What this task involves
Reproduce the stretch from "Businesses that provide" through "a harmful site." in the text on browser-in-browser attacks.

Although the method appears complex in principle, it is straightforward to automate these processes using a phishing framework and web page templates. The vital component of a BitB attack, templates for Google, Facebook, and Apple login screens, have previously been made public by security experts.
Businesses that provide single sign-on to their customers so they may access all their applications seamlessly are at a higher risk of compromising sensitive customer data by falling to these browsers in browser attacks. To secure their customers’ personal information, the companies that provide SSO capabilities must be aware of the risks involved with SSO and implement strict security measures.
How can we protect ourselves from Browser in Browser Attacks?
The attack is not as dangerous as it might initially appear. Even though it can be challenging for humans to recognize a browser-in-browser attack, your computer can still assist. The genuine address, which matters to a security solution, remains the same regardless of what is programmed on a harmful site.
Use a password manager for all of your accounts. No matter how authentic a site may appear, it will never submit your credentials into its fields since it verifies the page’s URL.

(Image point grounding data)

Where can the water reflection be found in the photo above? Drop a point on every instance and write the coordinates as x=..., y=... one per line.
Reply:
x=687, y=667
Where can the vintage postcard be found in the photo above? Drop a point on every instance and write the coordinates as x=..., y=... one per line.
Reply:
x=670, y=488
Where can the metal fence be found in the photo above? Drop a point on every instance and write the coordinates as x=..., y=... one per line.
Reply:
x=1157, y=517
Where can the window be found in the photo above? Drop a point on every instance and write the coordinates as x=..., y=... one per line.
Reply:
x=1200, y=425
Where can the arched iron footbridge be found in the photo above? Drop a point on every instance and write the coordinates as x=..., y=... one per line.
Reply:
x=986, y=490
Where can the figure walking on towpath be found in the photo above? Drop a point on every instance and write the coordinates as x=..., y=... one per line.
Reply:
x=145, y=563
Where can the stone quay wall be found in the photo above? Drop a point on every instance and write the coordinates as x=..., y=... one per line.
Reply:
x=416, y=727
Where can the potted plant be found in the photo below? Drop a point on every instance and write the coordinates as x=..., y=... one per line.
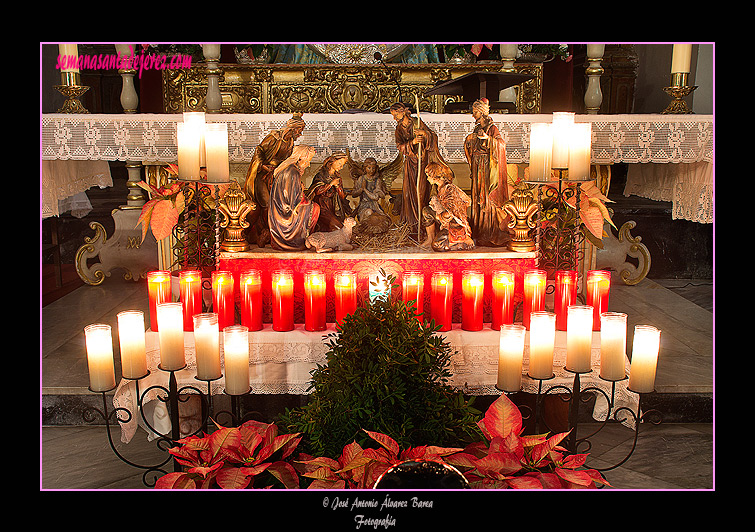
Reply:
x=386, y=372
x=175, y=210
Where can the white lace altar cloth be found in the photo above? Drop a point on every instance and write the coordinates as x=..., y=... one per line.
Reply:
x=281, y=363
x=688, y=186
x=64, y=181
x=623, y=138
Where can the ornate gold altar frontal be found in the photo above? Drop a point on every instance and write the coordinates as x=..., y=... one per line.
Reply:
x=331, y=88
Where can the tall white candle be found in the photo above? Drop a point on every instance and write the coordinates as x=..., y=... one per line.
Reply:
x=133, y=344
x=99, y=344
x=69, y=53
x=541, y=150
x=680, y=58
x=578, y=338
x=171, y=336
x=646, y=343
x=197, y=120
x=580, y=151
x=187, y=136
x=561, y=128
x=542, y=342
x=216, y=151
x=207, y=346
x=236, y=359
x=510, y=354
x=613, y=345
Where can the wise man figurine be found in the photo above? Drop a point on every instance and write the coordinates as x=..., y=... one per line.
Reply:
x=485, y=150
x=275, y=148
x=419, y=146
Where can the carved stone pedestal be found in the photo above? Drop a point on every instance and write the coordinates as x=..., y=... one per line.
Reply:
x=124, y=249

--

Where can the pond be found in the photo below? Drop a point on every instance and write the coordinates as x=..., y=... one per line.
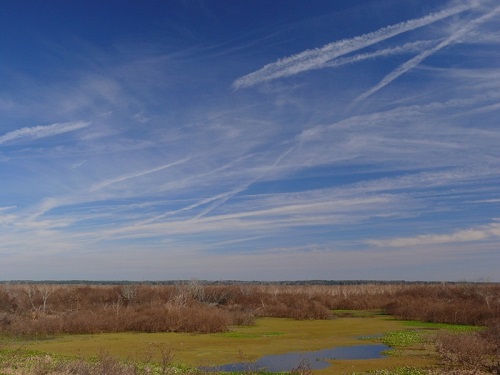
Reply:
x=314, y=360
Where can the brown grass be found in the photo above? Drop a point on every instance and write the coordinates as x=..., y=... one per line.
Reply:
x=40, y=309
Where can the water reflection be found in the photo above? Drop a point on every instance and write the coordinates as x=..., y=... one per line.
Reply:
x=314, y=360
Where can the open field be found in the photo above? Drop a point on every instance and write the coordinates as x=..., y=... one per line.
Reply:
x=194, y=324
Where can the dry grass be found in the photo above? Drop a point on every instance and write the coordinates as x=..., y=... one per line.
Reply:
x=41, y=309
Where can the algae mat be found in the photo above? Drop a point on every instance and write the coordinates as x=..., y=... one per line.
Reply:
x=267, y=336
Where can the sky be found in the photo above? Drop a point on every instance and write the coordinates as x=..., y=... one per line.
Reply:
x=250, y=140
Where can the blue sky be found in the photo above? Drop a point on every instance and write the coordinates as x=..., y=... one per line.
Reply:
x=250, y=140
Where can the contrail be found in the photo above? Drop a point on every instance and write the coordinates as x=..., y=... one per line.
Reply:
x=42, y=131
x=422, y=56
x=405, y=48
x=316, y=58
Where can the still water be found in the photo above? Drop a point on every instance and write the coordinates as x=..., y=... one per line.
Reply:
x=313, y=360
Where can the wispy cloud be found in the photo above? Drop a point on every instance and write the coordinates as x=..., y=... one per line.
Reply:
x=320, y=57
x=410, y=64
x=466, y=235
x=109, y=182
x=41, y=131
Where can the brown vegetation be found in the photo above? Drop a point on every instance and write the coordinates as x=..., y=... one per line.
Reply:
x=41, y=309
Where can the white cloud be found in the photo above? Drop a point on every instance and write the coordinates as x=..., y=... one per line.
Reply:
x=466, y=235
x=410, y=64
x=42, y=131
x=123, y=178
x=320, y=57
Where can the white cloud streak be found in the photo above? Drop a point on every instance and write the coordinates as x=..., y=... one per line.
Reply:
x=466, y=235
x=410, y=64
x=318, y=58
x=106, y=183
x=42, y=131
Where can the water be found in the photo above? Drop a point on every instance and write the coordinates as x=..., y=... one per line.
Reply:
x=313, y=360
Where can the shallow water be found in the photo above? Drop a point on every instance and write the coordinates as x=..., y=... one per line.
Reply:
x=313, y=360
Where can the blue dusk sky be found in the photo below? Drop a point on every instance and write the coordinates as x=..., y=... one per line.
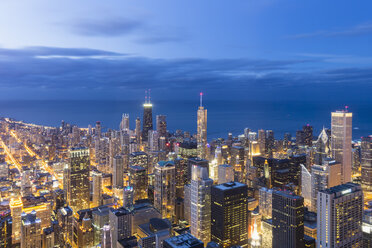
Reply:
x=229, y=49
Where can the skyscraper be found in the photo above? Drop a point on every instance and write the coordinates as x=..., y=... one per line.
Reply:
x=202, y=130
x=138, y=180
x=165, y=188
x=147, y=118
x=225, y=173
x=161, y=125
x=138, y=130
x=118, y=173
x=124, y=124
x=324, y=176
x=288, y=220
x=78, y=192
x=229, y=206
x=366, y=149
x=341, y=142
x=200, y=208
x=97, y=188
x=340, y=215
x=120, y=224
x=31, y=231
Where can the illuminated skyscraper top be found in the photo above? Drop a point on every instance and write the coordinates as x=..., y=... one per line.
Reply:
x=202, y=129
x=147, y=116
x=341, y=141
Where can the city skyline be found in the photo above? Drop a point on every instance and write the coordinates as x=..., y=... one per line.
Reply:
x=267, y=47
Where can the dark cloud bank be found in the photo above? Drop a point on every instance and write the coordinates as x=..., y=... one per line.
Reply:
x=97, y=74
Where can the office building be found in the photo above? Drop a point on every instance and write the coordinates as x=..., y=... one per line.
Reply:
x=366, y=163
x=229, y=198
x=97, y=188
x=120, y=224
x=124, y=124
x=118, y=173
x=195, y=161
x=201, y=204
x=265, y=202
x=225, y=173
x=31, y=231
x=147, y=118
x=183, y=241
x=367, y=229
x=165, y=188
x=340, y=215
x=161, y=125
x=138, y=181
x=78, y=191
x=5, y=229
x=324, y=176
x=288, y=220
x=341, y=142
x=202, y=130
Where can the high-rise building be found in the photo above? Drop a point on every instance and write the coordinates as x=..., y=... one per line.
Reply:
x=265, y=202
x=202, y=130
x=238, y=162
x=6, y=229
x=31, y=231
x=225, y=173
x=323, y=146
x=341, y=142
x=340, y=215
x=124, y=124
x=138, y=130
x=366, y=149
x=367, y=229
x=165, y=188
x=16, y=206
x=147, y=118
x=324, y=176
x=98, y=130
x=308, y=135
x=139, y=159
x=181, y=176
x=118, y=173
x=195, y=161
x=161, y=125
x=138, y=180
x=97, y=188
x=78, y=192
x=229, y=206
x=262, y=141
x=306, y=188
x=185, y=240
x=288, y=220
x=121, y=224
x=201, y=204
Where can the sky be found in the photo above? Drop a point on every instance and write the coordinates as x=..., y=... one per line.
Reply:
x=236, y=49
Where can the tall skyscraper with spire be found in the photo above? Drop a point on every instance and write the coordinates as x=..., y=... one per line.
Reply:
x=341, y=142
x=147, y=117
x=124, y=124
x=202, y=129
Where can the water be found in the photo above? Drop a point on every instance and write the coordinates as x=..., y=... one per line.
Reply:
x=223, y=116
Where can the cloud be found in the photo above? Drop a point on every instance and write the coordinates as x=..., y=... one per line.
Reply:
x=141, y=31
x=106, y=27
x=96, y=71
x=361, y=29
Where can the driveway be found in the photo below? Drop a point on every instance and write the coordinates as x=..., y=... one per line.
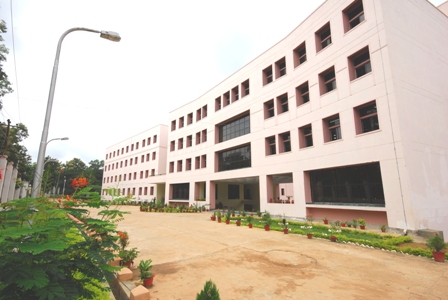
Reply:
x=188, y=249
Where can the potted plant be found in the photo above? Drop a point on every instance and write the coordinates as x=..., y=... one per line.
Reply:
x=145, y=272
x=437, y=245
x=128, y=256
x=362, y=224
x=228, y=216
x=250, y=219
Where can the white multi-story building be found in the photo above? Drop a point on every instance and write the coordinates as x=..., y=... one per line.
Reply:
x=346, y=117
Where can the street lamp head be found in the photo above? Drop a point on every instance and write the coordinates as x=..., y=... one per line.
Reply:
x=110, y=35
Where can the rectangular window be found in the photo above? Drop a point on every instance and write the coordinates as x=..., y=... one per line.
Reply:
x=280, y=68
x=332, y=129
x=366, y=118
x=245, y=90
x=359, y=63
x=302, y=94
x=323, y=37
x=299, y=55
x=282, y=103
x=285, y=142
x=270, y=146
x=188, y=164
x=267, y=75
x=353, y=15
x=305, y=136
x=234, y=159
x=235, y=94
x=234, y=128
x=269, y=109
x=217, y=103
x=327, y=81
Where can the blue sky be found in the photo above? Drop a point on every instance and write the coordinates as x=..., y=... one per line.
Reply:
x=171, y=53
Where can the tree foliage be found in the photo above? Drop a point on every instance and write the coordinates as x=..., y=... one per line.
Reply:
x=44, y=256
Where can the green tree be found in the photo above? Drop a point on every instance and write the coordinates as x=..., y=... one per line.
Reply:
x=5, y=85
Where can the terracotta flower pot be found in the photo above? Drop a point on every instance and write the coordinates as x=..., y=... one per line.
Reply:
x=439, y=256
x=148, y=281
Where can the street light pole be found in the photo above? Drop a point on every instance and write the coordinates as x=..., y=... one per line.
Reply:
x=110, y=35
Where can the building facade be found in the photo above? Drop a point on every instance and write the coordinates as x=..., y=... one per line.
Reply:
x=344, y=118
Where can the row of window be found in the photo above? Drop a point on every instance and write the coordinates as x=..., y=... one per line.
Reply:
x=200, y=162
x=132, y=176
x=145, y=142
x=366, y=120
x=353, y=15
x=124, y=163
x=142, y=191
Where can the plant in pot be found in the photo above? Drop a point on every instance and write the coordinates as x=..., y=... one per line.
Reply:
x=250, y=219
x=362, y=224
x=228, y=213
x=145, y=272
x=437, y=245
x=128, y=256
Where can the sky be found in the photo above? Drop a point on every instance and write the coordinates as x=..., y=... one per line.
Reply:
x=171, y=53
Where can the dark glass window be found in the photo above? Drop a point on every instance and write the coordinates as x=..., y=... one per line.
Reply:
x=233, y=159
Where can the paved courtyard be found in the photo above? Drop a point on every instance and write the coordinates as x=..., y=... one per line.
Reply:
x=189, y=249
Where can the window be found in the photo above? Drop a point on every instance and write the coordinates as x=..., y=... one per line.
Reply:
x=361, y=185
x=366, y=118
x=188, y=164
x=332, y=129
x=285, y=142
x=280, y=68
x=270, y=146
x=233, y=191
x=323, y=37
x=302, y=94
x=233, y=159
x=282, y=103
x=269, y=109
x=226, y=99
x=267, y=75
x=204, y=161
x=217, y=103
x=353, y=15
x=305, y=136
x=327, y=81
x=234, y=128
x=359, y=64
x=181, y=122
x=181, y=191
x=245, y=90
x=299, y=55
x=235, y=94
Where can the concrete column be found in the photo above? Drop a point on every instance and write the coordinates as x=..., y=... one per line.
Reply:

Exercise solution
Businesses that provide single sign-on to their customers so they may access all their applications seamlessly are at a higher risk of compromising sensitive customer data by falling to these browsers in browser attacks. To secure their customers’ personal information, the companies that provide SSO capabilities must be aware of the risks involved with SSO and implement strict security measures.
How can we protect ourselves from Browser in Browser Attacks?
The attack is not as dangerous as it might initially appear. Even though it can be challenging for humans to recognize a browser-in-browser attack, your computer can still assist. The genuine address, which matters to a security solution, remains the same regardless of what is programmed on a harmful site.